Free-text object descriptions>
□ □ □ □ □ □ □

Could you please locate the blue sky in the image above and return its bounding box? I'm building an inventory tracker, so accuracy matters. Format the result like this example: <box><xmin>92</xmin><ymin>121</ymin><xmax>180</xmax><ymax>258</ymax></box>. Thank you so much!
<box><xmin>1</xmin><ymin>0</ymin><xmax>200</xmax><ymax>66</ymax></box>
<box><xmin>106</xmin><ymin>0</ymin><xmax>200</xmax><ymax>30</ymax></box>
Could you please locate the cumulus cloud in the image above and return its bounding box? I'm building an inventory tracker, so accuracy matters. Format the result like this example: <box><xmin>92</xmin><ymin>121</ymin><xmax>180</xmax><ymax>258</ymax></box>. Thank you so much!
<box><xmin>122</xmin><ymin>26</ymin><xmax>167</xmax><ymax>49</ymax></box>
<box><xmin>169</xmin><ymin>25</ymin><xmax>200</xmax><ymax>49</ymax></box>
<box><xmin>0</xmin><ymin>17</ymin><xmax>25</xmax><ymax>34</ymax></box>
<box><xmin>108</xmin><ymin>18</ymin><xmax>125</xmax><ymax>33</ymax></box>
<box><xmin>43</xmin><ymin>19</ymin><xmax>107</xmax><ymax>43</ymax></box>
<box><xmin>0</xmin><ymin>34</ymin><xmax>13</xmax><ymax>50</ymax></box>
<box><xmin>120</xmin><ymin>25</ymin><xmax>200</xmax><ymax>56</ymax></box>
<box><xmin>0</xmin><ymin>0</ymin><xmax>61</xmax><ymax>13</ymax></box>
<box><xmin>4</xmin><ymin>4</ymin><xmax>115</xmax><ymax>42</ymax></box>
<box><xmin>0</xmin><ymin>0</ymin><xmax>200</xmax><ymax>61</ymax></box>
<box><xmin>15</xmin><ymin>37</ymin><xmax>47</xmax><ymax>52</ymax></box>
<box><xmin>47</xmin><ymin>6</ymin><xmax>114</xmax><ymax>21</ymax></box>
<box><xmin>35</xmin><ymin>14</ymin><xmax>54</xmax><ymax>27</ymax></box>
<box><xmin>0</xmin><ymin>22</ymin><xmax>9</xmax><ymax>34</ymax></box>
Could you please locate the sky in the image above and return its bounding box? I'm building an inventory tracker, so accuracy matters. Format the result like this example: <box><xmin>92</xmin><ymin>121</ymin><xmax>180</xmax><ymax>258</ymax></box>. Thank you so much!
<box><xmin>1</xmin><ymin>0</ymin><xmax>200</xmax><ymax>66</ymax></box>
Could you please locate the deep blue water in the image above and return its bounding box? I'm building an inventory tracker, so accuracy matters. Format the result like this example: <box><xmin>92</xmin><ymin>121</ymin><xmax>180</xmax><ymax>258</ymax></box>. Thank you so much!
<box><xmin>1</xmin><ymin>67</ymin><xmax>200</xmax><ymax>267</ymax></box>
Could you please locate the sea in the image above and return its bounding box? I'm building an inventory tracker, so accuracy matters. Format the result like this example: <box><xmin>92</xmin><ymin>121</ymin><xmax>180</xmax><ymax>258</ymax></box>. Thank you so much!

□ □ □ □ □ □ □

WHAT IS EXPECTED> Transcribe every record above exactly.

THE ANSWER>
Could you please locate the blue sky in the image above and return its bounding box? I'm building an inventory tracker, so accuracy matters. Format the result like this example: <box><xmin>92</xmin><ymin>121</ymin><xmax>180</xmax><ymax>258</ymax></box>. Thank you so much!
<box><xmin>1</xmin><ymin>0</ymin><xmax>200</xmax><ymax>66</ymax></box>
<box><xmin>106</xmin><ymin>0</ymin><xmax>200</xmax><ymax>30</ymax></box>
Could you please locate the cumulus cloud in the image above and return its bounding box? I'm building an inventory tracker, so accuracy matters. Format the result like this example: <box><xmin>92</xmin><ymin>121</ymin><xmax>180</xmax><ymax>258</ymax></box>. Thank you so much!
<box><xmin>122</xmin><ymin>26</ymin><xmax>167</xmax><ymax>49</ymax></box>
<box><xmin>169</xmin><ymin>25</ymin><xmax>200</xmax><ymax>49</ymax></box>
<box><xmin>0</xmin><ymin>17</ymin><xmax>25</xmax><ymax>34</ymax></box>
<box><xmin>108</xmin><ymin>18</ymin><xmax>125</xmax><ymax>33</ymax></box>
<box><xmin>43</xmin><ymin>19</ymin><xmax>107</xmax><ymax>43</ymax></box>
<box><xmin>0</xmin><ymin>34</ymin><xmax>13</xmax><ymax>50</ymax></box>
<box><xmin>120</xmin><ymin>25</ymin><xmax>200</xmax><ymax>56</ymax></box>
<box><xmin>0</xmin><ymin>0</ymin><xmax>61</xmax><ymax>13</ymax></box>
<box><xmin>4</xmin><ymin>4</ymin><xmax>115</xmax><ymax>42</ymax></box>
<box><xmin>0</xmin><ymin>0</ymin><xmax>200</xmax><ymax>61</ymax></box>
<box><xmin>15</xmin><ymin>37</ymin><xmax>47</xmax><ymax>52</ymax></box>
<box><xmin>47</xmin><ymin>6</ymin><xmax>114</xmax><ymax>21</ymax></box>
<box><xmin>35</xmin><ymin>14</ymin><xmax>54</xmax><ymax>27</ymax></box>
<box><xmin>0</xmin><ymin>22</ymin><xmax>9</xmax><ymax>34</ymax></box>
Could you please locate the sky in the image above and return its bounding box? I'm building an inventory tracker, so accuracy matters. Format the result like this example: <box><xmin>92</xmin><ymin>121</ymin><xmax>180</xmax><ymax>258</ymax></box>. Thank you so much!
<box><xmin>1</xmin><ymin>0</ymin><xmax>200</xmax><ymax>66</ymax></box>
Could you please locate the deep blue water in the image above and return its bounding box? I'm building an inventory tracker, so accuracy matters. Format the result like this example: <box><xmin>92</xmin><ymin>121</ymin><xmax>180</xmax><ymax>258</ymax></box>. Thank you so much!
<box><xmin>1</xmin><ymin>67</ymin><xmax>200</xmax><ymax>267</ymax></box>
Could you please locate the sea in the image above and return its bounding box? I'm building an inventory tracker, so accuracy matters. Format the result like this example: <box><xmin>92</xmin><ymin>121</ymin><xmax>180</xmax><ymax>258</ymax></box>. Thank you so much!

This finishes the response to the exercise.